TEXT:
☆ ☆ ☆
It’s the television reunion you didn’t know you needed, and a reminder of one of the best New Zealand shows you might never have seen.
Friday night’s episode of Shortland Street saw lovesick doctors Boyd and Zara celebrate their wedding, and it was a nice time. The bride and groom were thrilled and Chris Warner danced like nobody was watching, but that wasn’t what made this episode so memorable. The gilt on the gingerbread, the icing on the cake was the surprise on-screen reunion of three legends of New Zealand television. Hold on to your spiral perm, because 1987 called and it wants its drama back.
Last night the Gloss stars aligned to put Lisa Chappell, Miranda Harcourt and Peter Elliot back on the small screen for the first time since the series ended in 1990. It’s a big deal. Without Gloss, there would be no Shortland Street, and without Shortland Street, we would never have been blessed with last night’s wedding dance routine where Chris Warner revealed that the rhythm had finally got him.
☆ ☆ ☆
DATA TO EXAMINE:
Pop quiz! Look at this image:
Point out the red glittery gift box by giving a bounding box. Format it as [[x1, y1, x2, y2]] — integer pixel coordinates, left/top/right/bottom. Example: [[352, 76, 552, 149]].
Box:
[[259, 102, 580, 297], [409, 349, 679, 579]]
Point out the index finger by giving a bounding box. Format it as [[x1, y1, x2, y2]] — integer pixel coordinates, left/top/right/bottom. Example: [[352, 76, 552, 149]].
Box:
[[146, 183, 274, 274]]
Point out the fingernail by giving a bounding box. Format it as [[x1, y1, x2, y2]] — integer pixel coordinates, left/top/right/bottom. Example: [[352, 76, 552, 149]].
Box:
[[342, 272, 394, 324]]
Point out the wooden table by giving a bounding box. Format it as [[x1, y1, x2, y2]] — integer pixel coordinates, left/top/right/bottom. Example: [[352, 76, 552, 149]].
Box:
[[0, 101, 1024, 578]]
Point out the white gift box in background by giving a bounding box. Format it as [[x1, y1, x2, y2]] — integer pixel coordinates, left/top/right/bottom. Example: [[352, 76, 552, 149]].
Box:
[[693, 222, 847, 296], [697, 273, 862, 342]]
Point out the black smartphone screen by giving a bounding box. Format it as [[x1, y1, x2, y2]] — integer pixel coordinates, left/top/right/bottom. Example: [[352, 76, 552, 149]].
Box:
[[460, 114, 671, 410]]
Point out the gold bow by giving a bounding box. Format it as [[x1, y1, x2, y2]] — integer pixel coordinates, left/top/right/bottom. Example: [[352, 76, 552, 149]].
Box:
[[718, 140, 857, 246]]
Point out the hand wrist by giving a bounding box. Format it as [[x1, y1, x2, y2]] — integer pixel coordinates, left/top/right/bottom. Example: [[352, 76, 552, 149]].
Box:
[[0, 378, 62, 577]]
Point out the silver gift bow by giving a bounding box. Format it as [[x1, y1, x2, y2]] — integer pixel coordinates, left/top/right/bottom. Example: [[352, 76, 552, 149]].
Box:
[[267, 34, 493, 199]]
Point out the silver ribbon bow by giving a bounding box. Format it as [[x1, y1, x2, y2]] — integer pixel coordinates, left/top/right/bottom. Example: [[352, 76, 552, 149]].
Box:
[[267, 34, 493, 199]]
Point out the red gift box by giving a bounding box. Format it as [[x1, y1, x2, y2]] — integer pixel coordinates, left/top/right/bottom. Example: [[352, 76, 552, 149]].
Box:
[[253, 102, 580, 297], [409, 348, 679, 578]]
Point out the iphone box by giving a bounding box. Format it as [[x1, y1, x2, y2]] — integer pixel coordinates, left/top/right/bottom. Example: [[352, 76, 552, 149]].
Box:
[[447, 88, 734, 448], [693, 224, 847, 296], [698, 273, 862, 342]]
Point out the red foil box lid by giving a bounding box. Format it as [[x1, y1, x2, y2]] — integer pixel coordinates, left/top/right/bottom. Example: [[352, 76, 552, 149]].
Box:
☆ ☆ ☆
QUESTIONS TO ANSWER:
1. In the article about the Shortland Street wedding episode, in what year did Gloss end?
2. List every person or character named in the article about the Shortland Street wedding episode.
3. Reproduce a passage from the article about the Shortland Street wedding episode: begin at the words "Friday night’s episode" and stop after "finally got him.".

ANSWERS BELOW:
1. Gloss ended in 1990.

2. Boyd, Zara, Chris Warner, Lisa Chappell, Miranda Harcourt, Peter Elliot

3.
Friday night’s episode of Shortland Street saw lovesick doctors Boyd and Zara celebrate their wedding, and it was a nice time. The bride and groom were thrilled and Chris Warner danced like nobody was watching, but that wasn’t what made this episode so memorable. The gilt on the gingerbread, the icing on the cake was the surprise on-screen reunion of three legends of New Zealand television. Hold on to your spiral perm, because 1987 called and it wants its drama back.
Last night the Gloss stars aligned to put Lisa Chappell, Miranda Harcourt and Peter Elliot back on the small screen for the first time since the series ended in 1990. It’s a big deal. Without Gloss, there would be no Shortland Street, and without Shortland Street, we would never have been blessed with last night’s wedding dance routine where Chris Warner revealed that the rhythm had finally got him.